PROBLEMS AND TASKS ▸
1. Translate this sentence from the figure legend below into Spanish: "An apical process reaches the CC lumen."
2. According to the figure legend below, what did the poorly differentiated process in panel D show no evidence of?

QUOTED PASSAGE ▸
····················

Fine structure characteristics of immature neurons within the ependymal layer. A1, 2, Light microscope image of a HuC/D+ cell (1, arrowhead) resin-epoxy embedded. The same cell is shown under the electron microscope in 2. The osmium-DAB precipitates (2, inset) allowed to identify the limits of the cell which are outlined by a dotted line. Notice the round nucleus of the HuC/D+ cell which is lighter than the elongated nuclei of neighboring ependymal cells (2, E). B1, 2, Light microscope image of a DCX+ cell in the ependymal layer (1, arrowhead). Conspicuous osmium-DAB precipitates allowed the identification of the DCX+ cell at the TEM level (2, lower left inset). As for HuC/D+ cells, the nucleus of the DCX+ cell had a round appearance (2, N) compared with neighboring nuclei (2, E). The apical process was easily identified and contacted the CC lumen (2, upper left inset; shadowed). C, Low power electronmicrograph of a putative immature neuron (N) in better preserved tissue that was not exposed to detergents. Note the round shaped nucleus that contrasts with the elongated nuclei of adjacent cells (E). An apical process reaches the CC lumen. The inset shows a tangential view of a cilium (arrow) surrounded by a crown of slender microvilli. D1, 2, Another putative immature CC-contacting neuron with an electron dense cytoplasm containing abundant free ribosomes. Notice the process arising from the basal pole (1, asterisk). This poorly differentiated process (2, shaded in light blue) showed no evidences of either neurotubes or neurofilaments. A, B, P4 rat; C, P2 rat; D, P4 rat.

····················

SOURCE INFORMATION ▸
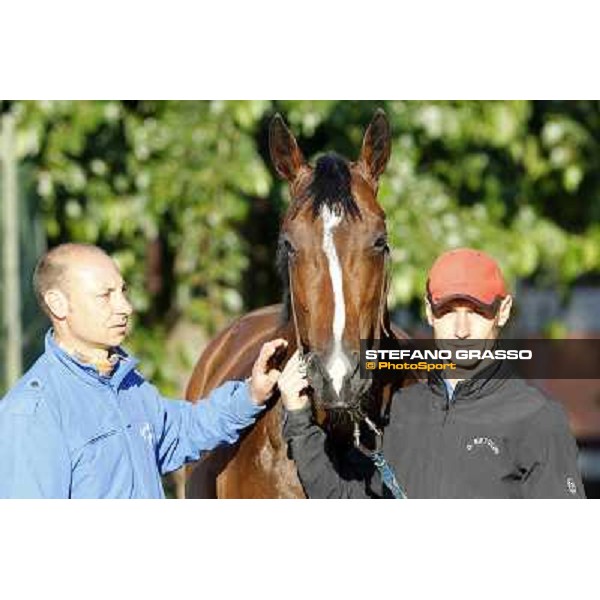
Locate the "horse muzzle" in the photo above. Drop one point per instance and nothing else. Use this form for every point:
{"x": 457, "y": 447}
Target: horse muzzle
{"x": 352, "y": 392}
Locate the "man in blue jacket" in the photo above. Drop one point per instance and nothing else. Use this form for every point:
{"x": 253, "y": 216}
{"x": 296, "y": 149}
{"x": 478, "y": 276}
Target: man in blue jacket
{"x": 83, "y": 422}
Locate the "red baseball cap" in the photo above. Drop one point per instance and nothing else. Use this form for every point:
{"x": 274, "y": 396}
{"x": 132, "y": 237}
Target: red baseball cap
{"x": 466, "y": 274}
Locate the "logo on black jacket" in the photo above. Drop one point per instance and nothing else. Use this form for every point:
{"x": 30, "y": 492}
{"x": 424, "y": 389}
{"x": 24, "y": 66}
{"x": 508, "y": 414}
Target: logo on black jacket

····················

ANSWER SECTION ▸
1. Una prolongación apical alcanza la luz del CC.

2. Neither neurotubes nor neurofilaments.